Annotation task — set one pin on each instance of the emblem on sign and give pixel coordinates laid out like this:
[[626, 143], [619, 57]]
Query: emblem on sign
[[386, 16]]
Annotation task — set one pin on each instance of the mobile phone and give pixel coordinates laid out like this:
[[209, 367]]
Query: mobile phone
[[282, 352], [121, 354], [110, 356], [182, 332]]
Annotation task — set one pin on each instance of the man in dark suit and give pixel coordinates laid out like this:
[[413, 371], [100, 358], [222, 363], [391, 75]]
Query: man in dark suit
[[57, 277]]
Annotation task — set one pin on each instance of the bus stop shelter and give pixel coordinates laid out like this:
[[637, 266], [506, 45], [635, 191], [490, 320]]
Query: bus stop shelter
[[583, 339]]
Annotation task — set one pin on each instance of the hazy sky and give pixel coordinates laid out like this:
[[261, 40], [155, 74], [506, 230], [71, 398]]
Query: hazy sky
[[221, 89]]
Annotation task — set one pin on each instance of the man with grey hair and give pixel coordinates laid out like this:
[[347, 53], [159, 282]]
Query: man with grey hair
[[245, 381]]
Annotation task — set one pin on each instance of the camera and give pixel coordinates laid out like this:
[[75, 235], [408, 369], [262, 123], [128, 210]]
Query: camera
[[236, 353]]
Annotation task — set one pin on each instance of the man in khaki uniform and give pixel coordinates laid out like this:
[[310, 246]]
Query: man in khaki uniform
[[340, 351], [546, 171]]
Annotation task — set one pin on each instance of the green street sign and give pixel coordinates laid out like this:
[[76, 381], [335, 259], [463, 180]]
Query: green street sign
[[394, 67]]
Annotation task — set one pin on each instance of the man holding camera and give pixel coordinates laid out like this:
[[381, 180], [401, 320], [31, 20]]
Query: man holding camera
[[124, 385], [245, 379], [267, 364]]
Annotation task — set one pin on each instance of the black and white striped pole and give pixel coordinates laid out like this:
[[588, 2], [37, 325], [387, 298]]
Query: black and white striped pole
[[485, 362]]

▶ _REQUISITOS DE LA TAREA_: Por favor, cambia "pixel coordinates" por "image coordinates" en todas las filas de arriba y deja el resto igual.

▶ _RESULTADO A CONTINUACIÓN_:
Annotation task — set one pin on each instance of the emblem on sign and give image coordinates laid out like this:
[[626, 143], [619, 57]]
Query: emblem on sign
[[386, 16]]
Annotation task — set one pin on each instance of the mobile phone and give image coordinates laid out like this:
[[209, 367]]
Query: mobile phone
[[282, 352], [121, 354], [110, 356], [182, 332]]
Annotation task — set one pin on each instance of the man in dark suit and give image coordinates laid out like this:
[[413, 371], [100, 358], [222, 363], [391, 75]]
Query: man in dark suit
[[57, 277]]
Annotation task — set one pin on each instance of the bus stop shelter and give image coordinates laid out like this:
[[637, 266], [506, 45], [635, 191], [490, 320]]
Query: bus stop shelter
[[583, 339]]
Annotation task — set one pin on each instance of the hazy sky and give image coordinates laid out like this:
[[261, 40], [155, 74], [506, 230], [71, 398]]
Query: hazy sky
[[221, 89]]
Annotation task — set one pin on each instance of the man with grey hair and give image coordinates laid out like this:
[[347, 53], [159, 282]]
Query: man with grey hair
[[245, 381]]
Annotation task — set one pin on each instance of the camera and give image coordinates laid out like this:
[[75, 235], [408, 369], [262, 123], [128, 210]]
Query: camera
[[236, 353]]
Annotation task — set one pin on each instance of the man in khaki uniform and give image coordinates laid out like this:
[[310, 246]]
Query: man in khaki uniform
[[340, 351], [546, 171]]
Annotation task — set one pin on each instance of the green street sign and give image coordinates laid out like this:
[[76, 381], [335, 259], [463, 180]]
Query: green street sign
[[394, 67]]
Annotation task — set one pin on each instance of the man holding camera and give image coordinates laid out like this:
[[381, 180], [401, 320], [31, 20]]
Query: man holding camera
[[124, 385], [245, 379], [267, 364]]
Annotation task — set one pin on each instance of the black and white striped pole and give image coordinates laid out like this:
[[588, 2], [37, 325], [387, 298]]
Query: black and white striped pole
[[485, 362]]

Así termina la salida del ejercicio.